(Dataset entries)
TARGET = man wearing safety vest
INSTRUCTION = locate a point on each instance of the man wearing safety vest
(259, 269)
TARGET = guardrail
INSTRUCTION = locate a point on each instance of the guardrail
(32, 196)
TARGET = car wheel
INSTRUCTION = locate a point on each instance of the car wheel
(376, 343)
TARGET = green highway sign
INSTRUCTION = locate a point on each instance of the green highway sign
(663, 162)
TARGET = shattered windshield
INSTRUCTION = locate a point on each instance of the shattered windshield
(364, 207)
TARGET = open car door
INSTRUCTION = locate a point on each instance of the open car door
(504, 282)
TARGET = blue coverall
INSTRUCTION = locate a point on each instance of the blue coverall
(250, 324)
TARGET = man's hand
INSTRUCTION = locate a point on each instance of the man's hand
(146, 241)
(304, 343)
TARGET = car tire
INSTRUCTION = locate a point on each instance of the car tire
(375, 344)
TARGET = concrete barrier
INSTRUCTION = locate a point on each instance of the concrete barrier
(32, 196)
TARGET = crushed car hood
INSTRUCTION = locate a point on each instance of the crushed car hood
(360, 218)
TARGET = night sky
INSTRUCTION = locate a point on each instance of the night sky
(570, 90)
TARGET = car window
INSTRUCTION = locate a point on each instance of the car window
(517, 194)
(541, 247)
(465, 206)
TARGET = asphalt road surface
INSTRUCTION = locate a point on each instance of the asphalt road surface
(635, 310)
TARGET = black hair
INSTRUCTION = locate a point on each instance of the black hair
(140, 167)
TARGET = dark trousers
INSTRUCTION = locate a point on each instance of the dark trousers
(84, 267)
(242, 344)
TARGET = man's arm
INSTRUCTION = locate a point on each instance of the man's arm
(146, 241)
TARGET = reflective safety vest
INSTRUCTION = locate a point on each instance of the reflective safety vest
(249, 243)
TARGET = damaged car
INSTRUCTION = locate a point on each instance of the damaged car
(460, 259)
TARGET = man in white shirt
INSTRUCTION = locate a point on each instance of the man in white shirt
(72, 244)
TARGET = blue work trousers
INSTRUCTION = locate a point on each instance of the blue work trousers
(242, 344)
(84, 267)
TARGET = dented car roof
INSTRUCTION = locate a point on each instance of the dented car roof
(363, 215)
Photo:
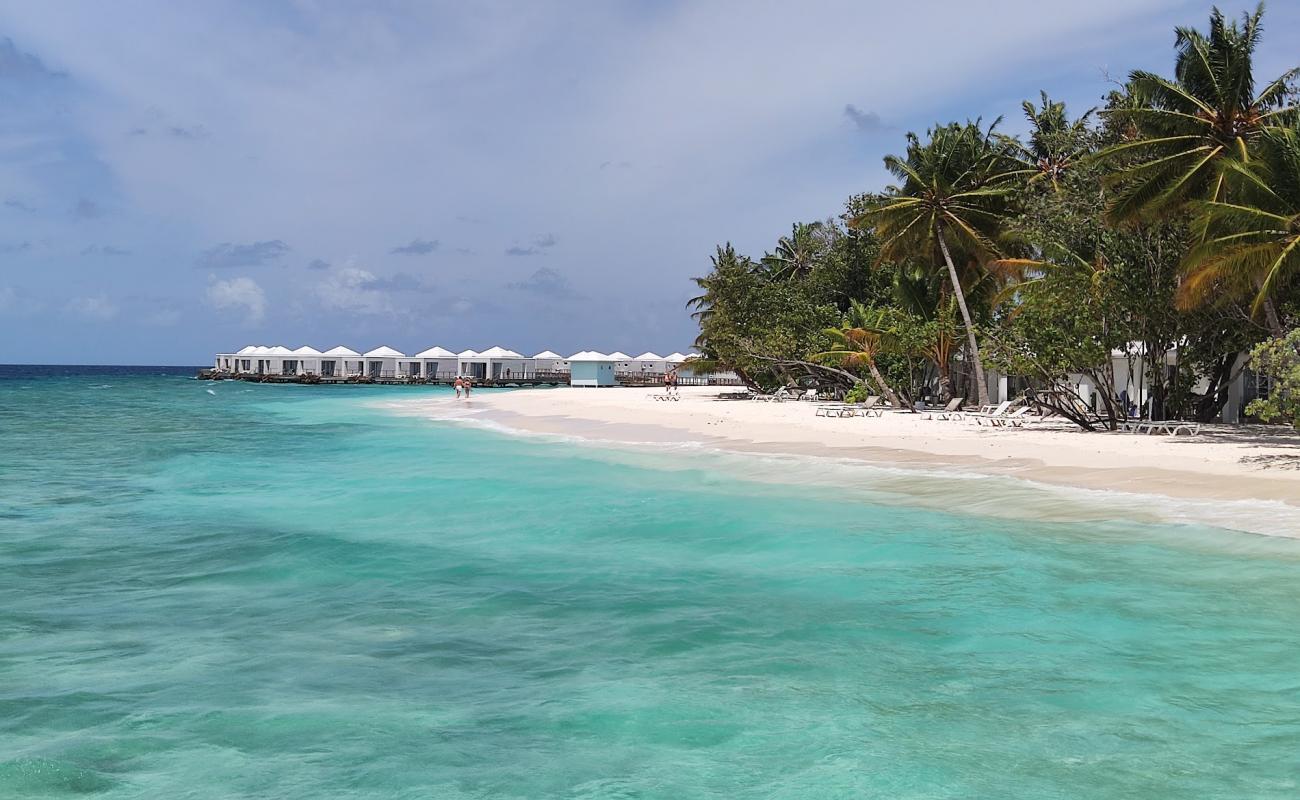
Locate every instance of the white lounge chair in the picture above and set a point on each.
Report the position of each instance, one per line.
(950, 411)
(999, 410)
(1015, 418)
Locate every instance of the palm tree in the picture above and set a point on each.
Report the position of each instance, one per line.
(858, 342)
(1182, 129)
(954, 186)
(796, 254)
(1253, 242)
(1056, 145)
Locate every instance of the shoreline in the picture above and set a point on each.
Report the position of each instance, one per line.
(1203, 471)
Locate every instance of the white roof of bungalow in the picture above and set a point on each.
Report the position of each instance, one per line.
(436, 353)
(590, 355)
(499, 353)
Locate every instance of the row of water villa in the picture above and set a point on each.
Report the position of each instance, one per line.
(437, 364)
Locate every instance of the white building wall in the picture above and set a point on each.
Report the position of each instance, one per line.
(592, 373)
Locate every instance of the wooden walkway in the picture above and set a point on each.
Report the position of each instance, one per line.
(547, 380)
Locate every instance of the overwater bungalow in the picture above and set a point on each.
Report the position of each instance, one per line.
(307, 360)
(341, 362)
(382, 362)
(494, 363)
(437, 362)
(549, 362)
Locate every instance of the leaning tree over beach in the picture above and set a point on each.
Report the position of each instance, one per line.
(1182, 135)
(954, 193)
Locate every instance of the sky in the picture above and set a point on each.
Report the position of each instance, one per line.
(182, 178)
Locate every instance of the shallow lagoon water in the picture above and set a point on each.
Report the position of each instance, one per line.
(229, 589)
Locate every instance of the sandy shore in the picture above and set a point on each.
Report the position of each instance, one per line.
(1225, 462)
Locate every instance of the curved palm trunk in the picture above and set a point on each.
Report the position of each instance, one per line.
(880, 381)
(980, 379)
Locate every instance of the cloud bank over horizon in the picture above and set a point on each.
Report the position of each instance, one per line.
(182, 180)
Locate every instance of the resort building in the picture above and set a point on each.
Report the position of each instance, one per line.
(590, 368)
(382, 362)
(494, 363)
(437, 363)
(622, 362)
(650, 364)
(547, 362)
(307, 360)
(341, 362)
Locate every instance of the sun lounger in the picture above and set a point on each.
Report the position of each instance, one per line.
(1015, 418)
(840, 410)
(1171, 427)
(1000, 410)
(949, 411)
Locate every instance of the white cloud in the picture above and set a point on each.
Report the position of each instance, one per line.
(96, 307)
(354, 290)
(238, 294)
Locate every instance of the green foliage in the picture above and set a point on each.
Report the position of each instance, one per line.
(1178, 132)
(1278, 359)
(1157, 229)
(744, 314)
(1251, 245)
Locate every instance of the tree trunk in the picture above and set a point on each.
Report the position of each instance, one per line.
(884, 386)
(1272, 319)
(980, 379)
(945, 381)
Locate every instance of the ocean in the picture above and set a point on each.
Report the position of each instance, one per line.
(259, 591)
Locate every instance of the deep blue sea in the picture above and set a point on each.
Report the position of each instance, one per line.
(285, 592)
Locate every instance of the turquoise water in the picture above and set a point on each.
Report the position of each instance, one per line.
(282, 592)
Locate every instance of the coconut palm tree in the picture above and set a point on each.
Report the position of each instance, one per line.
(954, 194)
(1253, 242)
(796, 254)
(858, 342)
(1178, 132)
(1056, 145)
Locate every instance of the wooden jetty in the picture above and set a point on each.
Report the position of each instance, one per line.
(384, 380)
(538, 379)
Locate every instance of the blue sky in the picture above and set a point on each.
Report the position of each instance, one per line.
(178, 178)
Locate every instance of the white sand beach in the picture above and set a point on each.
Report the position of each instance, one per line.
(1223, 462)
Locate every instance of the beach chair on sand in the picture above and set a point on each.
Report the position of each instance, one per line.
(1014, 419)
(840, 410)
(997, 411)
(1173, 427)
(949, 411)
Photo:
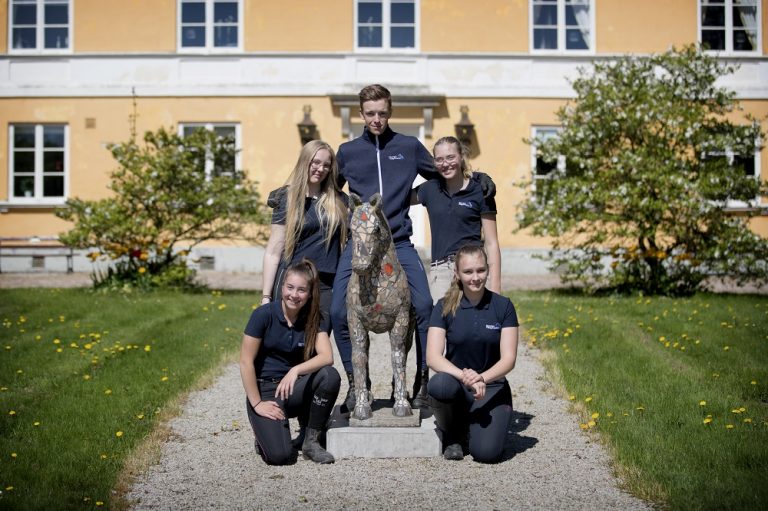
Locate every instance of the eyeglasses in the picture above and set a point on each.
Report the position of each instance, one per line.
(320, 164)
(447, 159)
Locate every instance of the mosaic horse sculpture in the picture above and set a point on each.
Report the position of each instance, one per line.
(378, 300)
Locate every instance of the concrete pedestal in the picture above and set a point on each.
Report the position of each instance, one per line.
(382, 436)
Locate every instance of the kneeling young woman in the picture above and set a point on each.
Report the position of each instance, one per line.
(286, 363)
(472, 345)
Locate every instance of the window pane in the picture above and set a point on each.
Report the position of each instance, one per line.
(402, 37)
(403, 13)
(225, 12)
(369, 37)
(225, 131)
(193, 37)
(23, 161)
(24, 14)
(713, 39)
(545, 15)
(53, 136)
(23, 136)
(24, 38)
(53, 186)
(53, 161)
(193, 12)
(23, 186)
(747, 163)
(57, 38)
(225, 37)
(743, 40)
(369, 12)
(545, 38)
(56, 14)
(712, 16)
(576, 40)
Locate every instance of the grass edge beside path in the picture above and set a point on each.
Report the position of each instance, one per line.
(148, 452)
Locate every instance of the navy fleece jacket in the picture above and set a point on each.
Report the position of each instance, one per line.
(387, 164)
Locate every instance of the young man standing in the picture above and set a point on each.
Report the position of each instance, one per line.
(382, 161)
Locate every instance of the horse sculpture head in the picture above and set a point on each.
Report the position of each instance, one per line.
(370, 236)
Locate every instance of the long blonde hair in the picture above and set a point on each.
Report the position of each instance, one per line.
(453, 296)
(331, 210)
(311, 309)
(466, 168)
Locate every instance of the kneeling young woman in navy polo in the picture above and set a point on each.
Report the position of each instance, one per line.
(472, 345)
(286, 363)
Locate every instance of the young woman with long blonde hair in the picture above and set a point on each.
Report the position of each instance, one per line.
(309, 220)
(471, 346)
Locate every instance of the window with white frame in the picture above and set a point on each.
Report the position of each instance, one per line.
(206, 25)
(38, 162)
(386, 24)
(544, 169)
(748, 164)
(40, 26)
(562, 26)
(224, 163)
(731, 26)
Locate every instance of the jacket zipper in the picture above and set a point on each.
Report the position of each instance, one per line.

**TRY IT**
What is needed is each line from the records with the word "bungalow" in it.

**SOLVED EXERCISE**
Locate every instance of the white roof of bungalow in the picture above and set a point on each.
Locate every instance of the overwater bungalow in the picture above and set a point on each.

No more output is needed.